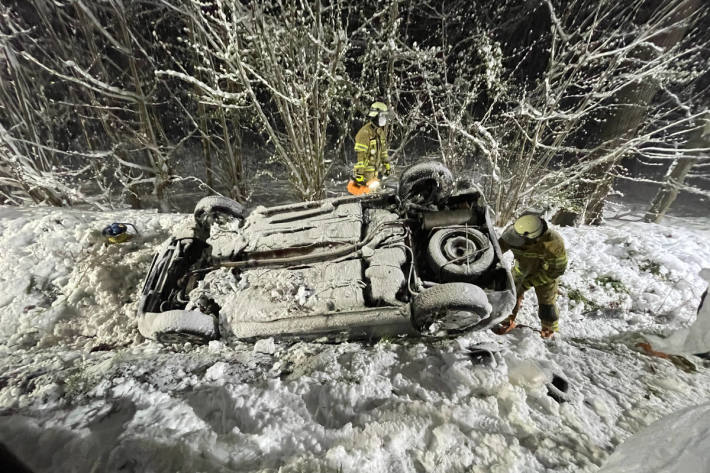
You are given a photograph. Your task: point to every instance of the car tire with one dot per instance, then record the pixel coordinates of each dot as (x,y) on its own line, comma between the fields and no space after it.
(453,307)
(181,326)
(213,207)
(449,244)
(425,183)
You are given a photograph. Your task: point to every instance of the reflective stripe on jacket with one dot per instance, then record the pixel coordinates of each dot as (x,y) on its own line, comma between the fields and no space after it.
(539,262)
(371,146)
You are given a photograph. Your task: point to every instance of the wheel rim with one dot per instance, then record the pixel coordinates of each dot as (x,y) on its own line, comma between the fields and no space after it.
(460,248)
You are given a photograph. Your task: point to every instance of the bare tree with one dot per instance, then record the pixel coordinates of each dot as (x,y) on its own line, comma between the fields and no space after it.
(285,60)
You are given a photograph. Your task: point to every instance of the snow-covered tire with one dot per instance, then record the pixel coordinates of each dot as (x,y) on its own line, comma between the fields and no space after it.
(426,183)
(180,326)
(453,307)
(208,209)
(448,249)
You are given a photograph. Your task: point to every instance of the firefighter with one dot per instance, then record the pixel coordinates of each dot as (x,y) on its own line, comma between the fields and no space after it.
(371,148)
(540,259)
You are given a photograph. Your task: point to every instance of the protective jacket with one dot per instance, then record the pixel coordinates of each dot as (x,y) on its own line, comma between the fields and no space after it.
(539,262)
(371,148)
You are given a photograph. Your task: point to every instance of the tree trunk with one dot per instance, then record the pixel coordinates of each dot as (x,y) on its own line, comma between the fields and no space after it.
(676,175)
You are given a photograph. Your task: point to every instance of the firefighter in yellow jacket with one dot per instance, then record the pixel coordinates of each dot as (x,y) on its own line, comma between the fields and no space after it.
(371,147)
(540,259)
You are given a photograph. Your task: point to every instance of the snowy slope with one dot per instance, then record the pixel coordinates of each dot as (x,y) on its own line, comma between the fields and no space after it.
(80,390)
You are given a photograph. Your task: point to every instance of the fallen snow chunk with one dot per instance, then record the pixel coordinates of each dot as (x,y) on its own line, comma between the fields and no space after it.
(216,371)
(266,345)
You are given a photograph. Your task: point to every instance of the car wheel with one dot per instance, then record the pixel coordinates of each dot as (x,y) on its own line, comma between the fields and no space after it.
(180,326)
(459,253)
(425,183)
(452,307)
(214,208)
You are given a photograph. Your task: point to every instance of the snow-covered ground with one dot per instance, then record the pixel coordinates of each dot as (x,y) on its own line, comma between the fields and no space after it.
(80,390)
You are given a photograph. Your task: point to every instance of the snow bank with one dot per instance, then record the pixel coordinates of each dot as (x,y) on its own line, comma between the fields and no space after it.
(678,442)
(81,391)
(692,340)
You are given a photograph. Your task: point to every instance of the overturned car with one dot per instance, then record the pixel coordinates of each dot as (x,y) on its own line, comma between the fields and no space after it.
(423,259)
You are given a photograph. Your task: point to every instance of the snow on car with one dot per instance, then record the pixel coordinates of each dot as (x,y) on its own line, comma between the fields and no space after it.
(424,259)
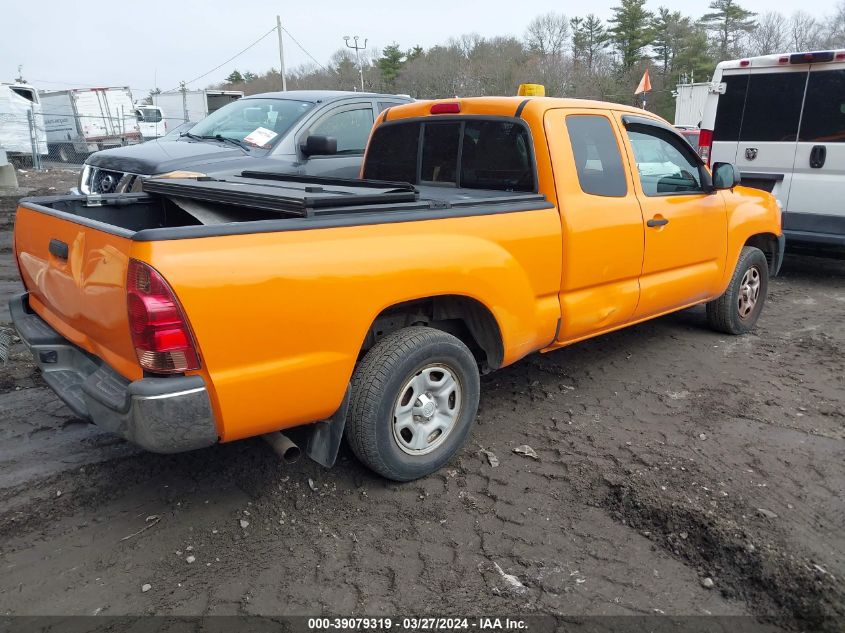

--

• **To do**
List each line of the rows above that contains the string "slope", reproducing every such line in full.

• **Answer to the task**
You are given a photograph. Your task: point to every instance of the snowy slope with one dot per instance, then record the pixel coordinates of each dot as (x,y) on its own line, comma between the fields and no space after it.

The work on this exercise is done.